政を為すに徳を以てす。たとえば北辰の其所に居りて、衆星の之に共(むか)うがごときなり。

「海外出張、公費でコネクテド・ルーム」問題、より深刻なのは日本の医療研究行政が歪められていることです

2020年02月08日 | 科学ニュース
2月6日発売の週刊文春に、和泉洋人補佐官と大坪寛子厚労審議官の信じがたいほど恥ずかしい記事が掲載されているのをご存知でしょうか。
海外出張の際、二人が「内部でつながる部屋に公費で泊まっていた」ことを報じています。
これを受けて、2/7の衆議院予算委員会で野党議員が質問に立ち、事実関係を正したところ、「大坪審議官が2018年9月のインド出張の際のホテルで、和泉補佐官の部屋と内部で行き来できる部屋に宿泊したことを認めた」と、各紙が報じています。

しかし、高級官僚の不倫話より大事なのは、科学の問題です。
iPS備蓄事業をめぐって、ノーベル賞受賞者の山中教授を大坪氏が「恫喝」した件が、昨年11月に山中教授の口から明らかになり、大きな話題になりました。にわかには信じられなかったのですが、8月に大坪氏と和泉補佐官が山中教授を訪れた際に手渡した紙(来年度から備蓄事業への国の負担はゼロ)も、今日までに証拠として示されるに至っています。

しかも、じつは、あの件は氷山の一角なのです。
漫画みたいな、これも信じがたい話なのですが、和泉補佐官と親密な関係を背景として権力を持つ大坪氏が、iPS備蓄事業だけでなく、国の健康医療政策の実行機関である日本医療研究開発機構(以下AMED:エーメドと読む)の運営を歪めているという事実です。

* **対象の項目**
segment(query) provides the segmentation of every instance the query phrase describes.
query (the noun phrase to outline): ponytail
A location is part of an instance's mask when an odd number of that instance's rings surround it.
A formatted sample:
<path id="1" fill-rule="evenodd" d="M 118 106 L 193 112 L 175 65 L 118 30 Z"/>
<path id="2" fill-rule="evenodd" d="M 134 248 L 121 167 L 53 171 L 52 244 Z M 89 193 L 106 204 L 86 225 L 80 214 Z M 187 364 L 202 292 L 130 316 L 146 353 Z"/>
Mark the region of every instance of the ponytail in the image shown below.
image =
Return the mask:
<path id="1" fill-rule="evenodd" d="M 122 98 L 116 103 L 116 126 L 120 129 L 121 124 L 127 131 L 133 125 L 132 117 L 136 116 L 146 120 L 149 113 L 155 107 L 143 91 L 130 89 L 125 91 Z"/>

* **やること**
抜粋によると、大坪審議官が和泉補佐官の部屋と内部で行き来できる部屋に宿泊したのはいつのどこへの出張の際か答えよ。

* **解答**
2018年9月のインド出張の際。